→ Task instructions: Leaving out every picture, quote the data below exactly as it appears.
+===+
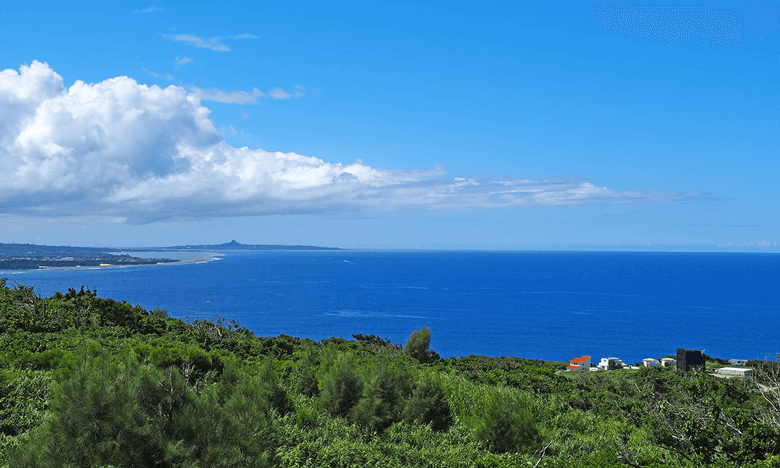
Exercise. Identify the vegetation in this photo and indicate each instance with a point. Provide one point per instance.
(88, 382)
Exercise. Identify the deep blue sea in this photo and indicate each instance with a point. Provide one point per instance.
(546, 305)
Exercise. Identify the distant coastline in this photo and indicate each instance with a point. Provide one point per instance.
(45, 257)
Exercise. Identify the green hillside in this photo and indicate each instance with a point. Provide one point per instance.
(88, 382)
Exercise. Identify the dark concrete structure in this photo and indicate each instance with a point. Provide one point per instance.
(689, 359)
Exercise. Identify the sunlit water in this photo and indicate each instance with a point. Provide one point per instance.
(547, 305)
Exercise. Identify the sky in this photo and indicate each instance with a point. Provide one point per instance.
(392, 124)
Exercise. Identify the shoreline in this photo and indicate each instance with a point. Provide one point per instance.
(107, 266)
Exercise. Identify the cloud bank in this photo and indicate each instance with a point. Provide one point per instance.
(138, 154)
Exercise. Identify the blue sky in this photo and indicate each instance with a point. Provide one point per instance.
(479, 125)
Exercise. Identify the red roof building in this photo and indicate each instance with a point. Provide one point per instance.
(580, 363)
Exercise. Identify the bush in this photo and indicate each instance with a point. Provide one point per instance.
(385, 390)
(428, 405)
(507, 426)
(418, 345)
(341, 388)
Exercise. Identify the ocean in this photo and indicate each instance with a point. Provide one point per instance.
(540, 305)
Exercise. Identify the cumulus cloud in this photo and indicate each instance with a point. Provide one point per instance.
(126, 151)
(228, 97)
(196, 41)
(279, 93)
(149, 10)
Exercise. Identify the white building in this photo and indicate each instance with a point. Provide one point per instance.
(734, 371)
(616, 363)
(581, 363)
(738, 362)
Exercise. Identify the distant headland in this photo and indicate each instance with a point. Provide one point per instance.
(33, 256)
(232, 245)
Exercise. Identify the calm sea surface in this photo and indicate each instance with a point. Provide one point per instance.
(547, 305)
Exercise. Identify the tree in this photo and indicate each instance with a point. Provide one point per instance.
(428, 405)
(341, 388)
(385, 388)
(418, 345)
(508, 426)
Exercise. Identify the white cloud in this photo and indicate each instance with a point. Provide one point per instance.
(151, 73)
(149, 10)
(278, 93)
(196, 41)
(228, 97)
(121, 150)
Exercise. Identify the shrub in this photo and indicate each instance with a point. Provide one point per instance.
(507, 426)
(428, 405)
(341, 388)
(418, 345)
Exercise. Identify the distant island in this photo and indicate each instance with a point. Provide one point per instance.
(33, 256)
(232, 245)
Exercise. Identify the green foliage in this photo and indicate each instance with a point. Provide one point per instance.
(428, 404)
(508, 426)
(341, 388)
(306, 381)
(385, 388)
(418, 345)
(86, 381)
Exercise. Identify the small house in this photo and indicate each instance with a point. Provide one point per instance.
(615, 363)
(738, 362)
(734, 371)
(580, 363)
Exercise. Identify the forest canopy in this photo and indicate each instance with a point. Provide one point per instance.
(88, 381)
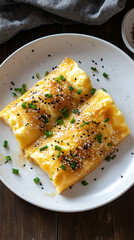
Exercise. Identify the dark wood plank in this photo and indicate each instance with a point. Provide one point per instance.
(18, 219)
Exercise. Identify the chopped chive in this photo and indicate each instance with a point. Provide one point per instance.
(75, 111)
(94, 69)
(24, 105)
(36, 180)
(46, 73)
(84, 183)
(45, 120)
(23, 85)
(104, 89)
(8, 158)
(72, 120)
(65, 113)
(99, 138)
(5, 143)
(43, 148)
(105, 75)
(93, 90)
(48, 95)
(23, 91)
(31, 105)
(63, 167)
(106, 120)
(57, 148)
(37, 75)
(109, 144)
(70, 88)
(14, 94)
(57, 80)
(15, 171)
(86, 123)
(113, 157)
(62, 78)
(58, 154)
(79, 92)
(49, 134)
(73, 155)
(73, 165)
(18, 90)
(59, 120)
(108, 158)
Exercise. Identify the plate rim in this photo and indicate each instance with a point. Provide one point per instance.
(104, 202)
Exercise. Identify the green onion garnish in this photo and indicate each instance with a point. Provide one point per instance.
(15, 171)
(59, 120)
(36, 180)
(104, 89)
(46, 73)
(63, 167)
(99, 138)
(58, 154)
(23, 85)
(31, 105)
(72, 120)
(84, 183)
(18, 90)
(109, 144)
(106, 120)
(5, 143)
(57, 80)
(24, 105)
(70, 88)
(93, 90)
(14, 94)
(62, 78)
(48, 95)
(85, 123)
(75, 111)
(73, 165)
(105, 75)
(65, 113)
(108, 158)
(94, 69)
(37, 75)
(43, 148)
(49, 134)
(73, 155)
(45, 120)
(79, 92)
(8, 158)
(57, 148)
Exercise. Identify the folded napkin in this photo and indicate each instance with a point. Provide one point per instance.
(18, 15)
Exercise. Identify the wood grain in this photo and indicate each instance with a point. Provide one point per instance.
(21, 221)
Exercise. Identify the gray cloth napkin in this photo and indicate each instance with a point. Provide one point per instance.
(18, 15)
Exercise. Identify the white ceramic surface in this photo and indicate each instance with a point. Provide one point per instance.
(117, 175)
(126, 30)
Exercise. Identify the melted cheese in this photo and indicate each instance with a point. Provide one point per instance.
(28, 124)
(84, 143)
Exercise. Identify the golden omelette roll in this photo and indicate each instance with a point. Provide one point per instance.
(82, 143)
(38, 109)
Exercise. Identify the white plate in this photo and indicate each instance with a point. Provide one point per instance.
(126, 29)
(117, 175)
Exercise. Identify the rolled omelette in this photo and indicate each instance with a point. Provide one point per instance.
(78, 146)
(41, 107)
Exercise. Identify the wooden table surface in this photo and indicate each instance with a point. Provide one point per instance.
+===+
→ The result:
Exercise. Identify the vegetation in this photo and indicate each instance with a point. Provide one point per instance.
(88, 382)
Exercise. Identify the deep blue sea in this photo and indicate each instance with a point. Provide one point per instance.
(546, 305)
Exercise. Identify the distant coastline in this photo and indicate each instance with a point. Provide one point per instance.
(45, 257)
Exercise. Identify the green hillside in this photo and indicate each instance with a point. Provide one point per instance.
(88, 382)
Exercise. Identify the dark concrete structure in this photo and indicate each instance with a point. Provide one point per instance.
(689, 359)
Exercise. Identify the sunlit water in this photo and indicate each instance with a point. Provide one point per instance.
(547, 305)
Exercise. Identify the sky in this photo and indicate each instance with a point. Provide one point per instance.
(392, 124)
Exercise. Identify the shoreline in this photo and indicate each instance with a point. Provide one point per instance.
(107, 266)
Exercise. Identify the cloud bank in this photo and indicate each instance with a point. Provide one point per instance.
(138, 154)
Exercise. Identify the blue sky in this photo and indicate each instance with a point. Provide one point per instance.
(479, 125)
Exercise. Identify the red roof building in this photo and indicate each instance with a point. Provide one point per instance.
(580, 363)
Exercise. Identify the bush in this photo and indicate each instance with a point. Provide one point per instance.
(385, 390)
(428, 405)
(507, 426)
(418, 345)
(341, 388)
Exercise. Identify the ocean in this photo and indicate each instance with a point. Provide one point per instance.
(540, 305)
Exercise. Identify the cumulus cloud in this photo and indicate each instance with a point. Provide one point per instance.
(126, 151)
(228, 97)
(196, 41)
(279, 93)
(149, 10)
Exercise. Identify the white building in this photo and indicate each instance with a point. Provide one point per instance.
(734, 371)
(616, 363)
(581, 363)
(738, 362)
Exercise. Identify the distant headland in this photo and indicate each instance with a point. Provide one point per instance.
(33, 256)
(232, 245)
Exercise. Identify the calm sea surface in this photo and indicate each instance with a point. Provide one point per instance.
(547, 305)
Exercise. Identify the tree in this photo and indicate each instance with a point. Provide one point per instance.
(428, 405)
(341, 388)
(385, 388)
(418, 345)
(508, 426)
Exercise. Identify the white cloud in this photo and indicate each instance with a point. Provide one point per instance.
(151, 73)
(149, 10)
(278, 93)
(196, 41)
(228, 97)
(121, 150)
Exercise. Identify the shrub in this photo and indicate each instance with a point. Provide one point per instance.
(507, 426)
(428, 405)
(341, 388)
(418, 345)
Exercise. Identify the distant island in this photo and indicate each instance with a point. Provide one point per instance.
(33, 256)
(232, 245)
Exercise. Identify the green foliage in this photo and indicate each instance with a point. Provide one point per instance.
(428, 404)
(508, 426)
(341, 388)
(306, 381)
(385, 388)
(418, 345)
(86, 381)
Exercise. Identify the small house in this photo and indicate each instance with a point. Provide one point per instance.
(615, 363)
(738, 362)
(734, 371)
(580, 363)
Exercise. Identify the forest canopy in this photo and indicate each instance with a point. Provide one point per instance.
(88, 381)
Exercise. Identify the dark wood plank in this photo and indicate each instance with a point. Provide one point per instance.
(18, 219)
Exercise. Identify the chopped chive in this photo and indicate each instance with a point. Provide one point per instance.
(75, 111)
(94, 69)
(24, 105)
(36, 180)
(46, 73)
(84, 183)
(45, 120)
(23, 85)
(104, 89)
(8, 158)
(72, 120)
(65, 113)
(99, 138)
(5, 143)
(43, 148)
(105, 75)
(93, 90)
(48, 95)
(23, 91)
(31, 105)
(63, 167)
(106, 120)
(57, 148)
(37, 75)
(109, 144)
(70, 88)
(14, 94)
(57, 80)
(15, 171)
(86, 123)
(113, 157)
(62, 78)
(58, 154)
(79, 92)
(49, 134)
(73, 155)
(73, 165)
(18, 90)
(59, 120)
(108, 158)
Exercise. Identify the plate rim in this photo and indicate each instance with a point. Provide one point per instance.
(104, 202)
Exercise. Identify the green onion garnish in this photo and indicate each instance with a point. Provide one point per instance.
(15, 171)
(59, 120)
(36, 180)
(104, 89)
(46, 73)
(63, 167)
(99, 138)
(58, 154)
(23, 85)
(31, 105)
(72, 120)
(84, 183)
(18, 90)
(109, 144)
(106, 120)
(5, 143)
(57, 80)
(24, 105)
(70, 88)
(93, 90)
(14, 94)
(62, 78)
(48, 95)
(85, 123)
(75, 111)
(73, 165)
(105, 75)
(65, 113)
(108, 158)
(94, 69)
(37, 75)
(43, 148)
(49, 134)
(73, 155)
(45, 120)
(79, 92)
(8, 158)
(57, 148)
Exercise. Identify the folded napkin in this photo and indicate each instance with a point. Provide one point per instance.
(18, 15)
Exercise. Identify the wood grain in this photo and indicate each instance with a point. Provide one point per instance.
(21, 221)
Exercise. Identify the gray cloth napkin in this photo and indicate each instance with a point. Provide one point per instance.
(18, 15)
Exercise. Identify the white ceramic surface in this photo and indicate each instance with a point. Provide one point per instance.
(117, 175)
(126, 30)
Exercise. Identify the melted cheese in this photo and indicate each instance with a point. Provide one point per instance.
(28, 124)
(84, 143)
Exercise. Identify the golden omelette roll in this photo and indicate each instance with a point. Provide one point per instance.
(82, 143)
(38, 109)
Exercise. Identify the white plate in this photo and indicate each instance with a point. Provide one point per instance.
(126, 29)
(117, 175)
Exercise. Identify the rolled omelette in this photo and indicate each instance with a point. Provide one point per instance.
(78, 146)
(41, 107)
Exercise. Identify the wooden table surface in this photo and indicate each instance with a point. Provide one point per instance.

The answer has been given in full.